> _Passage to read_:
-- begin --

Background is I felt increasing anxiety in 2025. In reflecting on this in December it really came down to what is going on in the world and how much crap I was consuming on my phone that upset me.
So January 1 I changed my approach to my phone. I turned it into what I want it to be: Email, maps, camera, music, peloton, and a few other 'useful' apps. This meant that I had to get rid of everything else on the phone that wasn't helping me.
This meant I made some changes to my phone usage:
1. Turned off all notifications. Only people in my contacts can phone me. Every other notification is off. This was surprisingly useful for 'deep work' during the day.
2. Removed reddit and other social apps. I was spending up to an hour on reddit daily. I have FB on the phone but signed out as I am decluttering and selling on Marketplace.
3. Changed news consumption. I kept reading a quality global newspaper for ~15 minutes in the morning. Added 5 substack newsletters I find interesting. Keep browsing CP most days.

-- end --

Echo the passage on changing phone habits word for word, beginning at the words "So January 1" and stopping after "CP most days.". The listing that follows has no connection to the account of phone habits above.

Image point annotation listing
-- begin --

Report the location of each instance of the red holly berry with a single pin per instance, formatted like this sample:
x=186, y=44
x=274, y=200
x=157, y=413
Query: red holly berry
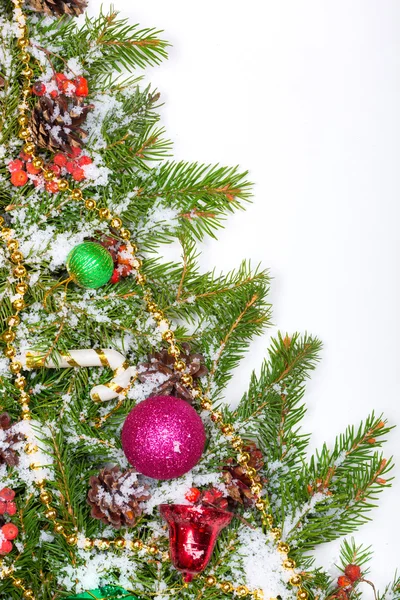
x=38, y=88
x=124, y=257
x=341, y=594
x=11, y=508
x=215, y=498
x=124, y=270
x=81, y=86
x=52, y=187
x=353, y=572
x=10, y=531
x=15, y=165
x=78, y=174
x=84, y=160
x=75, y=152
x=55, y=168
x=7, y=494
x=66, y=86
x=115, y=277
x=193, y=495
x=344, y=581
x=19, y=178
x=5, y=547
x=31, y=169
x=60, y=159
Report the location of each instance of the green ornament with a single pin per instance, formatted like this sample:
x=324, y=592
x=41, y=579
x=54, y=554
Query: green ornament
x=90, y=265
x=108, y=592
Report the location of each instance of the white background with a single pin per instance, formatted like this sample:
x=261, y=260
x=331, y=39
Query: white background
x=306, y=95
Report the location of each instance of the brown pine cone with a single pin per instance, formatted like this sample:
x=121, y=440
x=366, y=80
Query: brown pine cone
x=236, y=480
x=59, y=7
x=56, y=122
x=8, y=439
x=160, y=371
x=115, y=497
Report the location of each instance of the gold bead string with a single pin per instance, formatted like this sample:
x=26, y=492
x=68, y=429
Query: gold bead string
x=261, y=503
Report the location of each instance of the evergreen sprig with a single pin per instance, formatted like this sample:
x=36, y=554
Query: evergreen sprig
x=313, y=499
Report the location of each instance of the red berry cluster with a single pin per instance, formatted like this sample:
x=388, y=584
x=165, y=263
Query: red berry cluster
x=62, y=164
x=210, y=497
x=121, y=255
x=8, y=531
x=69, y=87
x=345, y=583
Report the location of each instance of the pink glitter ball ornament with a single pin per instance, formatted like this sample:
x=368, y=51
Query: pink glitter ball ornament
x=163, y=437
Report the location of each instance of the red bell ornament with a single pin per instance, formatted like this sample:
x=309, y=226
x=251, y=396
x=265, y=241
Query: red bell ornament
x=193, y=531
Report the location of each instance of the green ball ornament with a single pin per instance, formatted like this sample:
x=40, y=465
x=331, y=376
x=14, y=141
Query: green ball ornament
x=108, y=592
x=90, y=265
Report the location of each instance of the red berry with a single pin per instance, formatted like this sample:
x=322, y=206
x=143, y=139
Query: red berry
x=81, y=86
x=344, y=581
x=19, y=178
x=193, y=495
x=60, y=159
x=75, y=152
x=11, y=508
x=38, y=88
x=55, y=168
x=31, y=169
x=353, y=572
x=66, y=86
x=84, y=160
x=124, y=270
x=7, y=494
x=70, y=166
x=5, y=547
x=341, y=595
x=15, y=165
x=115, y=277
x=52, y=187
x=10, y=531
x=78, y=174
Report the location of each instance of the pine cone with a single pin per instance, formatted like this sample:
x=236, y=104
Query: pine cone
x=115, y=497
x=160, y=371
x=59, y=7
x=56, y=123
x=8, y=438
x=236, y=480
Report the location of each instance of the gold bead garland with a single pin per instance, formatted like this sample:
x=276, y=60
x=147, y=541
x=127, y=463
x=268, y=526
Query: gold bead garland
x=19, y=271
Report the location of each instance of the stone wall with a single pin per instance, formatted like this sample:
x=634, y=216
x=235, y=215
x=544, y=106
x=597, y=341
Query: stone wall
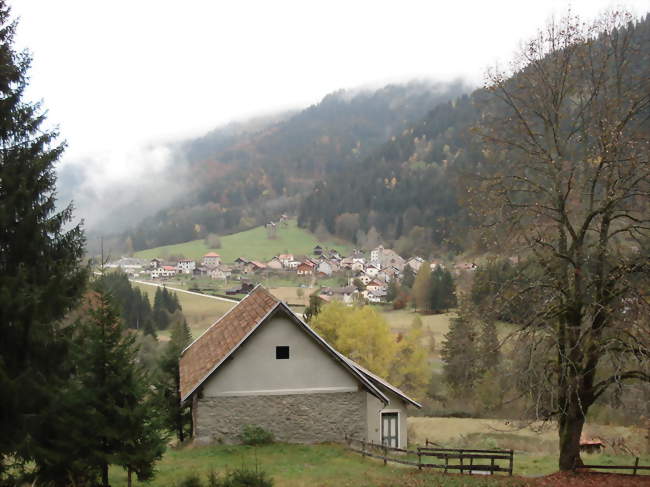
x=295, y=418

-- end --

> _Exercise solution_:
So January 1 I changed my approach to my phone. I turned it into what I want it to be: Email, maps, camera, music, peloton, and a few other 'useful' apps. This meant that I had to get rid of everything else on the phone that wasn't helping me.
This meant I made some changes to my phone usage:
1. Turned off all notifications. Only people in my contacts can phone me. Every other notification is off. This was surprisingly useful for 'deep work' during the day.
2. Removed reddit and other social apps. I was spending up to an hour on reddit daily. I have FB on the phone but signed out as I am decluttering and selling on Marketplace.
3. Changed news consumption. I kept reading a quality global newspaper for ~15 minutes in the morning. Added 5 substack newsletters I find interesting. Keep browsing CP most days.